> [Extracted information]
Start of Block
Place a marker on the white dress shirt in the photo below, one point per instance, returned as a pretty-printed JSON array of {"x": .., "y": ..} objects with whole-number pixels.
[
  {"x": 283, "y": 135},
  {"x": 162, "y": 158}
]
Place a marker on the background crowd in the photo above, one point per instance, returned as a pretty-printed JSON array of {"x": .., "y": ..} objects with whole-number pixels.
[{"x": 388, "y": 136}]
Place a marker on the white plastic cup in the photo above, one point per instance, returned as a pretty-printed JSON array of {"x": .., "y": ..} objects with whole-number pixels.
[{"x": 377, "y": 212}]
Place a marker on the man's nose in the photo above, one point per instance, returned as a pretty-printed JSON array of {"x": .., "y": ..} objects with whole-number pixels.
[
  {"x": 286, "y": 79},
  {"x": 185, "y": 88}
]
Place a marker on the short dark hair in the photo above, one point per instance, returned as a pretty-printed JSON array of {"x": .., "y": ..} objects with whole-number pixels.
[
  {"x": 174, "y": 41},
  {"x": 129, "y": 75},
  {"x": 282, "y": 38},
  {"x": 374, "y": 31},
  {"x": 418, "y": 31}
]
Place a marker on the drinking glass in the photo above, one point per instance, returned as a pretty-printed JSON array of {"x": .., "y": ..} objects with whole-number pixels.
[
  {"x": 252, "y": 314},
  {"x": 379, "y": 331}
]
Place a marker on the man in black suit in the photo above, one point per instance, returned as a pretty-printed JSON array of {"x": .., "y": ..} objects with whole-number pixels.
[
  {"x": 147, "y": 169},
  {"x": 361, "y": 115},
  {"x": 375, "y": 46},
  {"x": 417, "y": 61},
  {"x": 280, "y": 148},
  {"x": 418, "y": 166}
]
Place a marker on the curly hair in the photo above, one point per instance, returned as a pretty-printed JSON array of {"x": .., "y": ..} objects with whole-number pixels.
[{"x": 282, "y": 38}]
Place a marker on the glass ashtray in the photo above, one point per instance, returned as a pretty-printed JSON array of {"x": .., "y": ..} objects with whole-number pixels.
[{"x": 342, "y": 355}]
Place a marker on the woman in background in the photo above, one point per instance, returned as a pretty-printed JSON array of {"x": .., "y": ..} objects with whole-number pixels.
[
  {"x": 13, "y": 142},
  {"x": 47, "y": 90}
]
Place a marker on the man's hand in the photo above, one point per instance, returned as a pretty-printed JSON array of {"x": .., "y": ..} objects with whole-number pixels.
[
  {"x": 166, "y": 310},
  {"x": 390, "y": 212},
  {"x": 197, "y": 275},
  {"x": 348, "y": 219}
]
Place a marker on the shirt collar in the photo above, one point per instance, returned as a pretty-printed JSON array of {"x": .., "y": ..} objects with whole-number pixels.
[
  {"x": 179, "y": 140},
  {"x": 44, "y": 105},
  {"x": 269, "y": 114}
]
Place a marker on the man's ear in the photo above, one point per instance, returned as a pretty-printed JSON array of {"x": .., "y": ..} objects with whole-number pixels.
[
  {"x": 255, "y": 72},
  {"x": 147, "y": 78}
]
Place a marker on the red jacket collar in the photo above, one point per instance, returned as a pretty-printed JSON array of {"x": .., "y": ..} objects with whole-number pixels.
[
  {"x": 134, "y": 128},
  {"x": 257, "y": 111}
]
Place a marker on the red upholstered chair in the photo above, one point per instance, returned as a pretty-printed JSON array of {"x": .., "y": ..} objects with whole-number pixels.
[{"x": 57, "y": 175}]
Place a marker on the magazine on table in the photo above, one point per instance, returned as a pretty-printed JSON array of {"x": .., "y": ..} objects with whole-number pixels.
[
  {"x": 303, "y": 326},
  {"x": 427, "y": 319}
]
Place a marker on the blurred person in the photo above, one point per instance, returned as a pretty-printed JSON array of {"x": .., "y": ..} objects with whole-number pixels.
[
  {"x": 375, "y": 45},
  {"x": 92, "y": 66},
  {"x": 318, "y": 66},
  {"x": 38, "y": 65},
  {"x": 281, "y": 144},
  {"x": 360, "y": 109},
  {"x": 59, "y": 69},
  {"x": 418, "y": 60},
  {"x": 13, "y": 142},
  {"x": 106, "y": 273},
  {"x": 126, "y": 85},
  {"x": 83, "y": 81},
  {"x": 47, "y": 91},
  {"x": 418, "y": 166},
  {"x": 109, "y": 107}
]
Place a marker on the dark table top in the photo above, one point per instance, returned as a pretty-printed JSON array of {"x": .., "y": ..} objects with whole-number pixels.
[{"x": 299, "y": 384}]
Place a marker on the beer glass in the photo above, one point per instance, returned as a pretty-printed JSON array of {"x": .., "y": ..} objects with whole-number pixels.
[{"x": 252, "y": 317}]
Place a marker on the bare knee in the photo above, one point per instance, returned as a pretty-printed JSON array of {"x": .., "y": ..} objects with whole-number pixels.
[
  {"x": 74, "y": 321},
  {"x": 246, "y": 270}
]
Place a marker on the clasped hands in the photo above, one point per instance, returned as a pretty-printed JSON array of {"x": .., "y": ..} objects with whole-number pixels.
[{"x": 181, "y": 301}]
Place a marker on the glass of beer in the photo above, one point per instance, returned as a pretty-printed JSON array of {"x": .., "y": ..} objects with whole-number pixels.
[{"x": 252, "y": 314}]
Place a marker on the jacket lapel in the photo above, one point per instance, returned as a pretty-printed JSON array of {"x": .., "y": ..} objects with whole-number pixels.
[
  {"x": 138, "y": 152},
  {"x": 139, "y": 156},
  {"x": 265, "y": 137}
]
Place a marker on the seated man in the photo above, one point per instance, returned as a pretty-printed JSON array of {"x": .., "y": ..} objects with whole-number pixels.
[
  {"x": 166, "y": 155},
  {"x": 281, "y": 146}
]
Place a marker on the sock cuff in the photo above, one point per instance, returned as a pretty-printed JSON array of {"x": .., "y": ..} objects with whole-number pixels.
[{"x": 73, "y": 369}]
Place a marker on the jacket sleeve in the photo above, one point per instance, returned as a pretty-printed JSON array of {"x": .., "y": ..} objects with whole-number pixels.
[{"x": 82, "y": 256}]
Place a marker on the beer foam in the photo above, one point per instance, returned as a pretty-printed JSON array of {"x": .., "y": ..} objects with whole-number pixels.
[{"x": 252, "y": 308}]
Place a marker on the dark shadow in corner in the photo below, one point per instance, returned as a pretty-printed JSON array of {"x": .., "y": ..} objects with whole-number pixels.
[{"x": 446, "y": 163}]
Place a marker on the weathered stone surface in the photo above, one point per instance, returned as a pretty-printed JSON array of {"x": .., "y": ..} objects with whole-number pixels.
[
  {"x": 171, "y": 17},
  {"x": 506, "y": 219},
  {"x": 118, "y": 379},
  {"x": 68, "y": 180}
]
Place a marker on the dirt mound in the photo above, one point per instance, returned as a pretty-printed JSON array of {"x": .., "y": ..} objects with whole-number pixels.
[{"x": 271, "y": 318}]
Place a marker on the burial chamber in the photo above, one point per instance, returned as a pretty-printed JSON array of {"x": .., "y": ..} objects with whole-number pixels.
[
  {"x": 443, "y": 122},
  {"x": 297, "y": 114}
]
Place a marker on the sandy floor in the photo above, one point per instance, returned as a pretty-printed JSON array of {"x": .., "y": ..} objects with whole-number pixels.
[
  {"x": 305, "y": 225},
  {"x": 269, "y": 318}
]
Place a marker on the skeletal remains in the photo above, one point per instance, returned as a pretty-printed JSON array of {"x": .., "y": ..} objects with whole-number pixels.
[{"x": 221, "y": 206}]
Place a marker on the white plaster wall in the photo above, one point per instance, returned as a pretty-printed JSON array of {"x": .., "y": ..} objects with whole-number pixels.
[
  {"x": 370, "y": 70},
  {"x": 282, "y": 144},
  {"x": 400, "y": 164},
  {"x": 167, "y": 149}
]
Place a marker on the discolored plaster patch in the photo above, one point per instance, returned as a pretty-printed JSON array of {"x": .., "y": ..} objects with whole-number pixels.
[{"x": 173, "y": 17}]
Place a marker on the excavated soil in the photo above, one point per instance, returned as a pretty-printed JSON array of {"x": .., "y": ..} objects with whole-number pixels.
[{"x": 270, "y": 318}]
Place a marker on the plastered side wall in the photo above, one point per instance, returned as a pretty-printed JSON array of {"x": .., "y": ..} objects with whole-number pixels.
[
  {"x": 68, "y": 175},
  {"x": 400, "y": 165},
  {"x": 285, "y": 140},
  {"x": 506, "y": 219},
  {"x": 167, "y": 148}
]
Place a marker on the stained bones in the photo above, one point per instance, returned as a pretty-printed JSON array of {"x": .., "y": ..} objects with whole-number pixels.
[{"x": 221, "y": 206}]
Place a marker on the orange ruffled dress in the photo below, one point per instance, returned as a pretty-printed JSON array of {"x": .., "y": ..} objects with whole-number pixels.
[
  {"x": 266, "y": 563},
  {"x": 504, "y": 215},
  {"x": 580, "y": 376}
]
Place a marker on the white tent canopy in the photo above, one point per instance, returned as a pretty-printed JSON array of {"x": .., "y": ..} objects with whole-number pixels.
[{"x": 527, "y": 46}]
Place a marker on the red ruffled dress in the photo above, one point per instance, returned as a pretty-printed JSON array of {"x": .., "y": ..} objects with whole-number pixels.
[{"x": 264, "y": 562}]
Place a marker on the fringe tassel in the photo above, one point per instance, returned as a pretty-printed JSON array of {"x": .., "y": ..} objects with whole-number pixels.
End of Block
> [Problem] Take the line with "Place a marker on the red ruffled" and every line after it in the data, and please reproduce them exactly, leaving out all other lines.

> [Answer below]
Place a marker on the red ruffled dress in the photo above, one point per instance, returned as a pretty-printed JSON array of {"x": .., "y": ..} objects with whole-number pixels.
[{"x": 264, "y": 562}]
Place a marker on the fringe tassel in the photo above, one point per instance, returned as a pretty-printed JSON array of {"x": .., "y": ..} objects with whole-number pixels.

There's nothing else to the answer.